• **EXERCISE DESCRIPTION**
Rewrite the records from the line that has "Could you point out the window curtain" through the end of the records, swapping "window curtain" for "window blind" and leaving everything else unchanged.

Records from a dataset:
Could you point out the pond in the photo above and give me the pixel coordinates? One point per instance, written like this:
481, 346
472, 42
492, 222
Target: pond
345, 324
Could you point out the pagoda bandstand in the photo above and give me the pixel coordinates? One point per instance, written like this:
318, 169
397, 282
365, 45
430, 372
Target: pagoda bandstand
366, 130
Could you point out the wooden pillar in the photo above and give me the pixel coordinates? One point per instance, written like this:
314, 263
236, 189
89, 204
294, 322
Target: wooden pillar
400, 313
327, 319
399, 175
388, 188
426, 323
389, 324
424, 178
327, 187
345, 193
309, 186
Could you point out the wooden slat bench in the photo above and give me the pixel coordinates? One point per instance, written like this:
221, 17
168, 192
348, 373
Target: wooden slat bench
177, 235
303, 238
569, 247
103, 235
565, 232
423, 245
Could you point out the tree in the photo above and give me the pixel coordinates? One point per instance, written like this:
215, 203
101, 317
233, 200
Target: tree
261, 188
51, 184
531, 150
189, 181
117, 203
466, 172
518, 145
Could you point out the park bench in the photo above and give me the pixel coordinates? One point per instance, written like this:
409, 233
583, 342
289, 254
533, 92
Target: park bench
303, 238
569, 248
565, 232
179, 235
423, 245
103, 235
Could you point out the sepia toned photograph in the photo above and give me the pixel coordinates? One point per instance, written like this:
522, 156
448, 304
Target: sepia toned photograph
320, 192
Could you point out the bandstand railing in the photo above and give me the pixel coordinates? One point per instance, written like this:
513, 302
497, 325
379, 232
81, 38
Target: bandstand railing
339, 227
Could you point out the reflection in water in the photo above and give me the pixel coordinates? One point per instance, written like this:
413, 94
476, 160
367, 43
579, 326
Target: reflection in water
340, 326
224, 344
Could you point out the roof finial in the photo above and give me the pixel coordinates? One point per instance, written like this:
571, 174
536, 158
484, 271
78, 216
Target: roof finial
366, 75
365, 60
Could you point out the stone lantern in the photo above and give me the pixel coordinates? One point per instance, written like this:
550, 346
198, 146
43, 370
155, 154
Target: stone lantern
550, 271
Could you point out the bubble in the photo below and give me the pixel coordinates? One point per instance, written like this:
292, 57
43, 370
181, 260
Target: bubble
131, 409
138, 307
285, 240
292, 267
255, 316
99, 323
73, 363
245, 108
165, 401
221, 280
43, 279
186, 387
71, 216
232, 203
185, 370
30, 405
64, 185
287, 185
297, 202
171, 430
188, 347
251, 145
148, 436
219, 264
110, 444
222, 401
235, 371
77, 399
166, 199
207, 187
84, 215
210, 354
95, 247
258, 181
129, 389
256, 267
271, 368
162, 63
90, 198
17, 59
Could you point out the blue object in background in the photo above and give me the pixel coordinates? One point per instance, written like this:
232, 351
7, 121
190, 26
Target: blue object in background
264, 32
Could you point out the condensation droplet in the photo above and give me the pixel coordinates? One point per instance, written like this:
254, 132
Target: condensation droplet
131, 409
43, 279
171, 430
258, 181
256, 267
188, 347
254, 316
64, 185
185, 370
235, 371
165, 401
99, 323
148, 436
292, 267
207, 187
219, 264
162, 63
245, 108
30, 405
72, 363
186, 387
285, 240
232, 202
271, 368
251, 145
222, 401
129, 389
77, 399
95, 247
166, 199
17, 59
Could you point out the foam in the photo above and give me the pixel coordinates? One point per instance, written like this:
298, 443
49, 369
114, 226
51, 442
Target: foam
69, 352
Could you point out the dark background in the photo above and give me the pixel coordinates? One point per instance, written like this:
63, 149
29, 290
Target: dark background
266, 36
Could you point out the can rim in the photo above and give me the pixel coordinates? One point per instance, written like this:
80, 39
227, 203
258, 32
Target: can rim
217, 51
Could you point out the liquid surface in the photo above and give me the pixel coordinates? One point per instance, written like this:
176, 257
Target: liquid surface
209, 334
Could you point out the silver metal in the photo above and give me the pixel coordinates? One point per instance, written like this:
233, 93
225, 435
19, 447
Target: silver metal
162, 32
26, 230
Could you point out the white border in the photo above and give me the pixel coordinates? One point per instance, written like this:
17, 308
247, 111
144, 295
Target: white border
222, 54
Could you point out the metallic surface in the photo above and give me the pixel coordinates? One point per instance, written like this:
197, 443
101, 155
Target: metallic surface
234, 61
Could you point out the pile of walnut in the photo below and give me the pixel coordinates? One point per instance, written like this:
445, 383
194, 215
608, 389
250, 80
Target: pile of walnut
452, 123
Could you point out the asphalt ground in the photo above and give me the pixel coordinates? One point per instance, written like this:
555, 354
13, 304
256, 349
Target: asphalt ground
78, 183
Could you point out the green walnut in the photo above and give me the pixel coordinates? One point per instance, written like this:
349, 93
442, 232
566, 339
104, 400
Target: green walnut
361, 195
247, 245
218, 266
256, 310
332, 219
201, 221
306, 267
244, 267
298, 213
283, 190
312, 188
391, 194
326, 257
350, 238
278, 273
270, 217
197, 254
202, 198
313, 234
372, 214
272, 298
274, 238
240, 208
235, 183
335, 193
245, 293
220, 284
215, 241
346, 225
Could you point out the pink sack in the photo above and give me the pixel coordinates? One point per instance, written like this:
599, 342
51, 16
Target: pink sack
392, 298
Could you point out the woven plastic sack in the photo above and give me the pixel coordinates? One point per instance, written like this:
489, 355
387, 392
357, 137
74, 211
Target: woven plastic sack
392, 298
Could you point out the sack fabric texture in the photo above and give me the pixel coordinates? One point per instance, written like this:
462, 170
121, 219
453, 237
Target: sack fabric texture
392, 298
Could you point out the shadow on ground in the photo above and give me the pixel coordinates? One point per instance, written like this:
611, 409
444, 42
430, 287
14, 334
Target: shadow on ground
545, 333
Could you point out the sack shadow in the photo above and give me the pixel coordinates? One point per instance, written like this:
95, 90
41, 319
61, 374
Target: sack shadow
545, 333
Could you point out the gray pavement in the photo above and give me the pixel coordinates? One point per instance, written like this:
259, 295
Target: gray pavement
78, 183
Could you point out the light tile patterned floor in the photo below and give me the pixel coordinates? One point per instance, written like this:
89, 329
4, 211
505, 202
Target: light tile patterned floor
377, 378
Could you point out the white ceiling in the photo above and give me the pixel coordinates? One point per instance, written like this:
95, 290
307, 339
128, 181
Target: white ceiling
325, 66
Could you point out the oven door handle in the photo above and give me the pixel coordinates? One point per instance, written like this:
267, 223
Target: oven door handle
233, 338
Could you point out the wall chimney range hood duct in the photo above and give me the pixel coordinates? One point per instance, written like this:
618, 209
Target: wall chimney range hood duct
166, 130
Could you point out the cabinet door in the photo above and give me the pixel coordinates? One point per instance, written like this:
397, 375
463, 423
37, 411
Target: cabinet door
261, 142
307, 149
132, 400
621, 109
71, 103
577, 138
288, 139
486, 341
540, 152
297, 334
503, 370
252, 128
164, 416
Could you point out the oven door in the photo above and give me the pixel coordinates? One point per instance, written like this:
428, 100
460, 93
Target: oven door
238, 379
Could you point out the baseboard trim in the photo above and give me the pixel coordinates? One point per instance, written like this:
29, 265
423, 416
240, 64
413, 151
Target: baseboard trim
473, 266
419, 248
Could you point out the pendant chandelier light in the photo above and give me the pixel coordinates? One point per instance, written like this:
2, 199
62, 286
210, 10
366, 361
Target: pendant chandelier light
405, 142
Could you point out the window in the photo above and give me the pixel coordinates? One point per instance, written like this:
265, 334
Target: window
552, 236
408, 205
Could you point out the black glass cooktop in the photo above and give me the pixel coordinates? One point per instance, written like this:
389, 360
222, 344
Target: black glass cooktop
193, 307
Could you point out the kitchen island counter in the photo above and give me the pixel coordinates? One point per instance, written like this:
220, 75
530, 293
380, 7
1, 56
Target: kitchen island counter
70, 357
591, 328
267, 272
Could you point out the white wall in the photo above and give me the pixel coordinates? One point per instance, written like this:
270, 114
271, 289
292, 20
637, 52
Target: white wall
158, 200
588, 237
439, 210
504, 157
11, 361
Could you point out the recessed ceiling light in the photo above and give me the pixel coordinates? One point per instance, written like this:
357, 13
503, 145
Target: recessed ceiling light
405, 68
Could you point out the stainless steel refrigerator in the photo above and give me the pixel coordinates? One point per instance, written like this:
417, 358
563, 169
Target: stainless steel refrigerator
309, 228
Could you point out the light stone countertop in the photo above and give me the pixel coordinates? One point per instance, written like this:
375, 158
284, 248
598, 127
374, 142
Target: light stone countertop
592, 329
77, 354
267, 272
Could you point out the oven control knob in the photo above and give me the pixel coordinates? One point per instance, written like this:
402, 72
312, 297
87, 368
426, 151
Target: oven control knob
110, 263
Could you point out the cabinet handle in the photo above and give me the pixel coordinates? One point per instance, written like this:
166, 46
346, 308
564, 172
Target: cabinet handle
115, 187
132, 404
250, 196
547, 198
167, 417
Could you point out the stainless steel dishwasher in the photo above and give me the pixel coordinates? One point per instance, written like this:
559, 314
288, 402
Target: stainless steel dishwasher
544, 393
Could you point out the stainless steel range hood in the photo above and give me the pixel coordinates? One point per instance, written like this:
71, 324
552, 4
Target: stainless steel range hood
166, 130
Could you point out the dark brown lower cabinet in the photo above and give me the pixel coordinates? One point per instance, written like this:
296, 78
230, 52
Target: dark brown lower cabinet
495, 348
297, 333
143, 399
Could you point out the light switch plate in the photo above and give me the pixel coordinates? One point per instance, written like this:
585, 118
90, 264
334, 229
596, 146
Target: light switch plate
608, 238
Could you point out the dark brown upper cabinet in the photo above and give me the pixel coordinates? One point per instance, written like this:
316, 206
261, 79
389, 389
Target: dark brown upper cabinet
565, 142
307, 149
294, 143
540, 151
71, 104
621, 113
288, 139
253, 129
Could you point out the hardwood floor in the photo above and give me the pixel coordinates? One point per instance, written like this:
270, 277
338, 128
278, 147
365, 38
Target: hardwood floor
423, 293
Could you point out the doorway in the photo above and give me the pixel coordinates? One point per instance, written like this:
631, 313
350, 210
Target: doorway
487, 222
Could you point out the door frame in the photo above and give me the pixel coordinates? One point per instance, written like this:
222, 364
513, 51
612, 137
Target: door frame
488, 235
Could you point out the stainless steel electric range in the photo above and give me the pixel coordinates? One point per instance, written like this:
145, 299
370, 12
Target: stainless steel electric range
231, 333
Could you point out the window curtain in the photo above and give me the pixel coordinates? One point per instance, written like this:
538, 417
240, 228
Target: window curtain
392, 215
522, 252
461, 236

• **RESPONSE FOR THIS EXERCISE**
Could you point out the window blind in the photo above and give me the pixel coordinates? One point per instance, written like this:
538, 417
240, 228
Target: window blind
392, 215
522, 252
461, 236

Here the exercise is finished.